(Stored data entries)
========================

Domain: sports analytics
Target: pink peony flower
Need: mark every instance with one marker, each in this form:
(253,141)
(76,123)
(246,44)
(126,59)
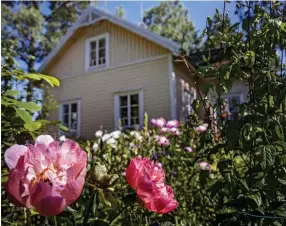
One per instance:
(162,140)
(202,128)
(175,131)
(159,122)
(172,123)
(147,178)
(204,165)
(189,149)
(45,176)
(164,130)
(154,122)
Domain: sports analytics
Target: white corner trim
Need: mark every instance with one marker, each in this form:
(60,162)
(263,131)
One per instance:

========================

Problem description. Please give the records again word for word, omitting all images.

Written answer.
Domain: sports analytics
Target: pink peony flower
Need: mark every instance with one marker, each in this form:
(253,141)
(76,123)
(246,44)
(126,59)
One per instance:
(162,140)
(202,128)
(175,131)
(159,122)
(172,123)
(147,178)
(204,165)
(189,149)
(45,176)
(164,130)
(154,122)
Domain: sports analytics
Target: white corner trim
Need: mark every instance with one marker, each in this form:
(60,162)
(263,131)
One per instance:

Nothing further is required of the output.